I'm hunting for a series.. which used to air every sunday around 10am (cant remember properly) before 1989 or so. It featured futuristic warriors and their adventures.. the warriors wear silver jumpsuits and helmets with dark red (biege) visors, and the suit has a 'star trek-ish' or eagle symbol near their hearts. They could teleport between dimensions and transport from space station to the land, by putting their fist over the symbol on their suits and recite a command or something.. and another mode of transportation/teleportation is a portal with 5 bays all arranged in circle facing each other's back and 2 panels on either side of pods to place their hand on them to scan/identify.

thats what i can recollect at the most.. and yes, to make this clear, this series was aired even before DD started airing Jungle Book Series. To be precise i remember that it being aired when DD aired foriegn series primetime (1983-1990) during the time of streethawk, knight rider, and japanese animes ..

does any "older" members here remember the name of the futuristic show?


----------



## confused!! (Mar 19, 2008)

*Re: In 1997-98, indian channel "HOME TV" aired kungfu tv series what were their names*

was it sigma???


----------



## rayne (Mar 19, 2008)

*Re: In 1997-98, indian channel "HOME TV" aired kungfu tv series what were their names*

Sorry i cant remember the names 
and i couldnt even find any detailed info/clips on "sigma" except for that its name was "Space City Sigma".

------------------------

[Instructions]:
1. In the forum thread about the old futuristic TV series, how many bays does the teleportation portal have?
2. Carry on the forum thread about the old futuristic TV series, picking up after its final post.
The entries come from a different source than the forum thread about the old futuristic TV series.

[Given data]:
------------------------

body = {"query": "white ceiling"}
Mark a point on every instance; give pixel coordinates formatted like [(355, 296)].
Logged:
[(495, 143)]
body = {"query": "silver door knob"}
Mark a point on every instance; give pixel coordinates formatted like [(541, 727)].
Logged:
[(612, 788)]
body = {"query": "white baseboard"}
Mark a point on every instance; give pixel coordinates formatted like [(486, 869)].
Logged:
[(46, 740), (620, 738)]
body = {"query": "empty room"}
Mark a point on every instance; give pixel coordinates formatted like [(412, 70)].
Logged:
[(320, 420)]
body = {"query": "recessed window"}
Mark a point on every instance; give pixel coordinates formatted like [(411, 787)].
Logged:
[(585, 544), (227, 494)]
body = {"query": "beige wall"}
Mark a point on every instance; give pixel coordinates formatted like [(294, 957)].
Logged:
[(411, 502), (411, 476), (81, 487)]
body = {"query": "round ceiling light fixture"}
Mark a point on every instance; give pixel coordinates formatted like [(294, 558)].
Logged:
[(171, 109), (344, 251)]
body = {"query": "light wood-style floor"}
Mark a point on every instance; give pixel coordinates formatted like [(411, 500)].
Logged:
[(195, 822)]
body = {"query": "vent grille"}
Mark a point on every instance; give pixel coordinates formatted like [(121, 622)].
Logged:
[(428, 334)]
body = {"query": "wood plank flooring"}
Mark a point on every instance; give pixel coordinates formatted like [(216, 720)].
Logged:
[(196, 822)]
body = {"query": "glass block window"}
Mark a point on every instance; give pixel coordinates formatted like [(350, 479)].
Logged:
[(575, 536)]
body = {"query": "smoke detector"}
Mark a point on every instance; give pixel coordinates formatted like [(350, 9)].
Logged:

------------------------

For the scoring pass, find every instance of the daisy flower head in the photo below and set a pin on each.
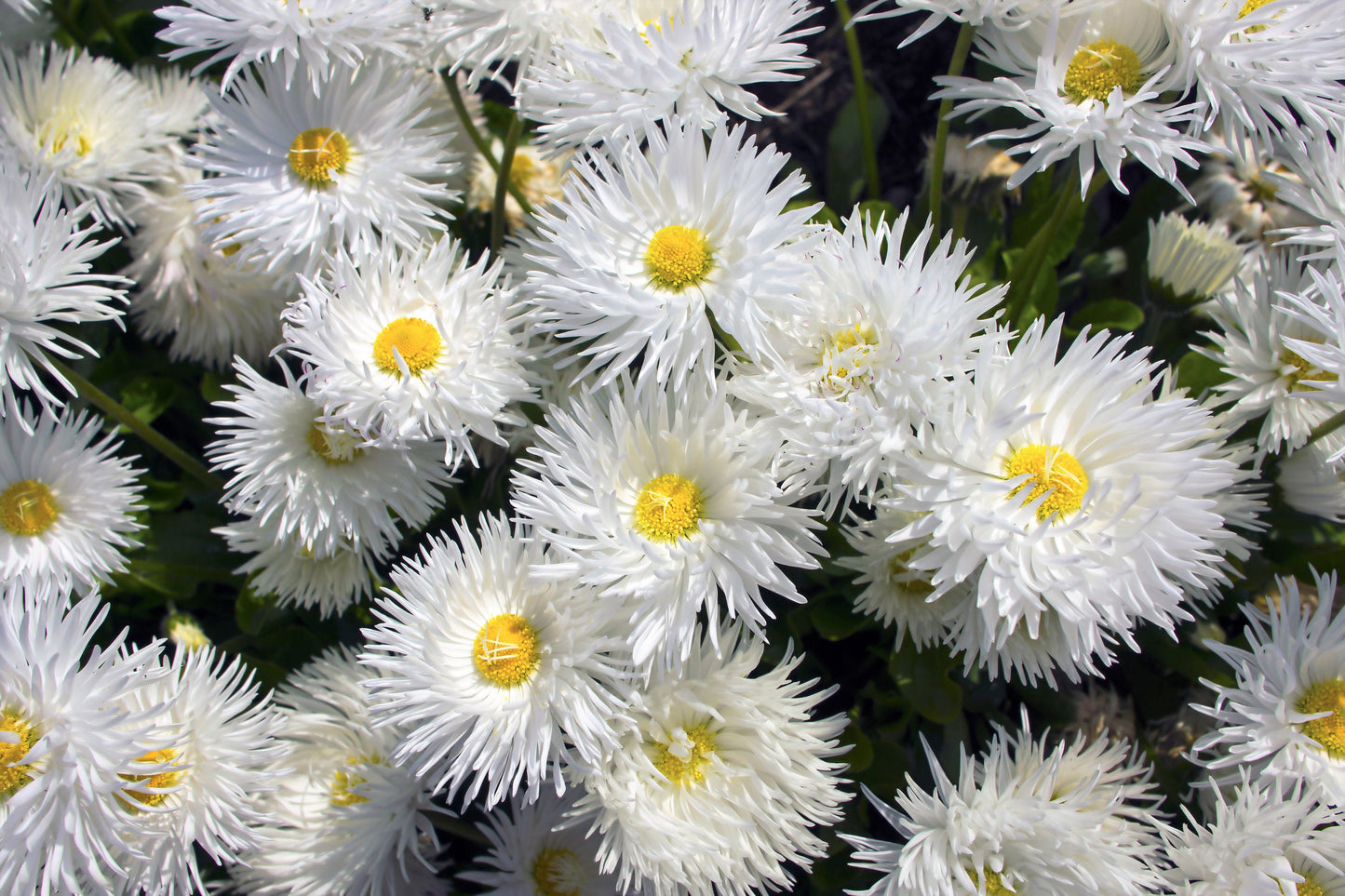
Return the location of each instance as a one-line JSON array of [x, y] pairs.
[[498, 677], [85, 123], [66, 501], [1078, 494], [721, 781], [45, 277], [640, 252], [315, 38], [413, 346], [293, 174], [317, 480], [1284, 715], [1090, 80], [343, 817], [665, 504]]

------------------------

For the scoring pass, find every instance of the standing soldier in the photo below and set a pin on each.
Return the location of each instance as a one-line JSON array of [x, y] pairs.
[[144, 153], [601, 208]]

------------------------

[Answers for the tasks]:
1. Five bays, arranged in a circle facing each other's back.

2.
do you have any clips or caps of that series? afaik i thought that was foriegn series, as the gfx were awesome (at that time) and it isnt Star Trek either


----------



## ajayritik (Mar 19, 2008)

*Re: In 1997-98, indian channel "HOME TV" aired kungfu tv series what were their names*

Is this the same one in which they used to play Enigma theme during the titles?


----------



## Rockstar11 (Mar 19, 2008)

*Re: In 1997-98, indian channel "HOME TV" aired kungfu tv series what were their names*



ajayritik said:


> Is this the same one in which they used to play Enigma theme during the titles?



no,
Himgiri ka veer (Flying Fox Of Snowy Mountain ) on Zee TV.
*www.youtube.com/watch?v=6KMXvnRfgLw


----------



## sunny155 (Sep 11, 2008)

*Re: In 1997-98, indian channel "HOME TV" aired kungfu tv series what were their names*

Hello Guys, Mujhe yaad hai woh din jab mai school se aake 6 bajne ka wait karta tha Home TV me Kung fu series dekhene ke liye.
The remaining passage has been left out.